Please pick out every line in the data below that contains the word "white" and copy each of those lines in full. Case counts.
╭─ Information provided
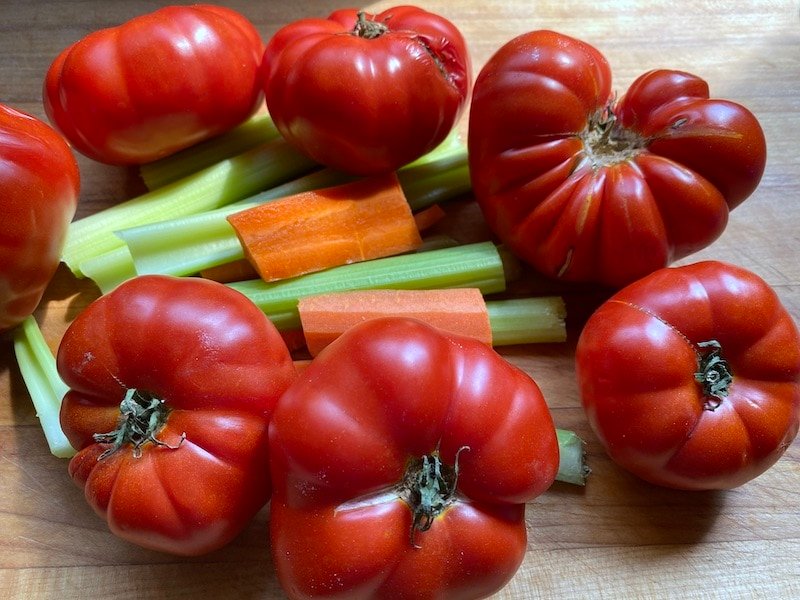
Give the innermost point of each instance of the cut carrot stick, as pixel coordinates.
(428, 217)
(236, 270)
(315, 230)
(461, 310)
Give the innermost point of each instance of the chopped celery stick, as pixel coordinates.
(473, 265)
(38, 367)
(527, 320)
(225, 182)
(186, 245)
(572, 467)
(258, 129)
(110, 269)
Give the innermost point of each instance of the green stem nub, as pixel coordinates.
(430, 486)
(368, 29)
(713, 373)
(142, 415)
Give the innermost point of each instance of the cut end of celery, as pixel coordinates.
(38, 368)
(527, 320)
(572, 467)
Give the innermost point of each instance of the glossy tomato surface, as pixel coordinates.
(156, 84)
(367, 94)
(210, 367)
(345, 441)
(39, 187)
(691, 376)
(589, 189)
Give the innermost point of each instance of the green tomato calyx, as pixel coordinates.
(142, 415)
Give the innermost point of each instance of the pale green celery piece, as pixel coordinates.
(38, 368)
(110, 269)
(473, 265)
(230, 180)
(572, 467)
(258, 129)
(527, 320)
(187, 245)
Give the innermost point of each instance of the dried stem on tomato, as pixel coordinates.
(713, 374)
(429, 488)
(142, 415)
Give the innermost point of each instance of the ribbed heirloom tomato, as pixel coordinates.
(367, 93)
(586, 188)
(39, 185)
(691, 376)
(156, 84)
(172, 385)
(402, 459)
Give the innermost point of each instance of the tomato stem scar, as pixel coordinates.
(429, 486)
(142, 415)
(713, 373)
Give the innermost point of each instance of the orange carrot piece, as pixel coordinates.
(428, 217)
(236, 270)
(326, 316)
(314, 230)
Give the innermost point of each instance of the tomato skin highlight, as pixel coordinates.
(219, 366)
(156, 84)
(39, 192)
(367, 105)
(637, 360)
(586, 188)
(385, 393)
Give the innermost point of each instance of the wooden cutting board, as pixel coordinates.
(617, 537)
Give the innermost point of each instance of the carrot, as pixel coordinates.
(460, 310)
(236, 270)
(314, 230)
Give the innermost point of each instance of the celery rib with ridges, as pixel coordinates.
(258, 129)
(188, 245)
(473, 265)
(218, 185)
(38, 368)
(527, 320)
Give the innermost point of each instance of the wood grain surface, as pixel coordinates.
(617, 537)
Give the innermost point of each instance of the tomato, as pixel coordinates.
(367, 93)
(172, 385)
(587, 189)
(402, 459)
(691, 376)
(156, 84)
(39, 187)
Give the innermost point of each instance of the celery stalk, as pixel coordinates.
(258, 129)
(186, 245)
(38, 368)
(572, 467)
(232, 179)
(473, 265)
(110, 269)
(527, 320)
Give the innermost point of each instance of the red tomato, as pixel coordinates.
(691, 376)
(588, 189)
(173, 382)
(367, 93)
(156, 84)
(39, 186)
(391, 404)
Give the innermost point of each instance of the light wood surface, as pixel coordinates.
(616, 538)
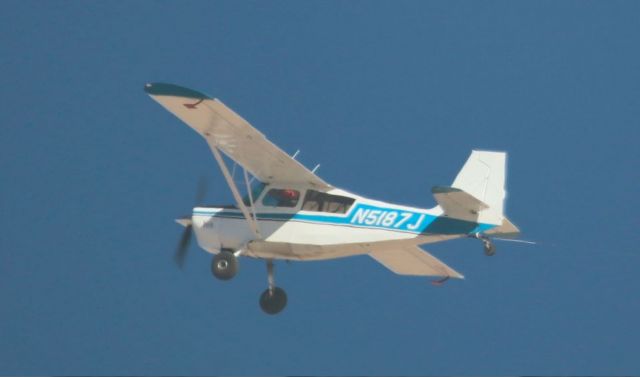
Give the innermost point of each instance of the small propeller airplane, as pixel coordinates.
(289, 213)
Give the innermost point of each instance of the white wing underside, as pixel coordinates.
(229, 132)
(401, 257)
╰─
╭─ Information provided
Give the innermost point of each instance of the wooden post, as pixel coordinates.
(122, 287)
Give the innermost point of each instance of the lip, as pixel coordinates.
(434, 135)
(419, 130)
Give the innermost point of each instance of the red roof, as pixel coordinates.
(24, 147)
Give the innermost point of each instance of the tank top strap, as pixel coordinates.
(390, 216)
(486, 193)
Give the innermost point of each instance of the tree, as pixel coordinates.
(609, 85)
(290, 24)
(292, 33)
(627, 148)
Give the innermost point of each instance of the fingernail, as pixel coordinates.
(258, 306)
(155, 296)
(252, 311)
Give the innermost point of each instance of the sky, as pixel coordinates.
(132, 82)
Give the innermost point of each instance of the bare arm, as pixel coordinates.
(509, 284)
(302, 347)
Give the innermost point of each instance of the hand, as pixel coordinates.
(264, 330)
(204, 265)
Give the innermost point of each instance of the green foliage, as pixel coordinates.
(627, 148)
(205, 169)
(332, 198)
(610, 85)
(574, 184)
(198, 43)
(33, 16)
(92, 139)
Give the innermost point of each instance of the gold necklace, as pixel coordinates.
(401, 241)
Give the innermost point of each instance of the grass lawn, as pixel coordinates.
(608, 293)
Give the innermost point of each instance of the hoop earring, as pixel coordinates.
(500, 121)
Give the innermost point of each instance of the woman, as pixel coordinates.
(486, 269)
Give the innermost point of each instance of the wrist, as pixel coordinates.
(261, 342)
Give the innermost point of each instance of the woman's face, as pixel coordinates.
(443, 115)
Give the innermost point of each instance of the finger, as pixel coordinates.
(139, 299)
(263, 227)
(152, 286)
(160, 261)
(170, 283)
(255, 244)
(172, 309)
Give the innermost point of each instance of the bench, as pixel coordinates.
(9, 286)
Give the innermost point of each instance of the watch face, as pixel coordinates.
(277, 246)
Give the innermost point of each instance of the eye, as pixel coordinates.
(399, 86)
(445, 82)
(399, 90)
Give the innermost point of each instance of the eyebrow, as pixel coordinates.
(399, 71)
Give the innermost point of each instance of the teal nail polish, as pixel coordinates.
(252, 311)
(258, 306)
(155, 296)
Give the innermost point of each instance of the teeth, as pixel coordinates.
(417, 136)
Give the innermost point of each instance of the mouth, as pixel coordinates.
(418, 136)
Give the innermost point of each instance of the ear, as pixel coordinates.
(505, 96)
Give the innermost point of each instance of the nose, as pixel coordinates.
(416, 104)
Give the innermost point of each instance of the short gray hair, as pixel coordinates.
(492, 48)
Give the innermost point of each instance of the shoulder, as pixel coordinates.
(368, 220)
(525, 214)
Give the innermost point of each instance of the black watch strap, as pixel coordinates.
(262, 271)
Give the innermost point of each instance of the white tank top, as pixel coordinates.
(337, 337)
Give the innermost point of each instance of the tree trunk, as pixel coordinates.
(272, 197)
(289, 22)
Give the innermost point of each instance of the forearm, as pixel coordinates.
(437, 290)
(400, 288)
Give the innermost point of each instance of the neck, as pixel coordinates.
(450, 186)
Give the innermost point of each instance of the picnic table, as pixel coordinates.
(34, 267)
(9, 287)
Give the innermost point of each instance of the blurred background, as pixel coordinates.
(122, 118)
╰─
> [Completed exercise]
Give the innermost point of each instance of the white wing underside, as pixel coordinates.
Give the innermost point of each instance of the white tank top, as pixel coordinates.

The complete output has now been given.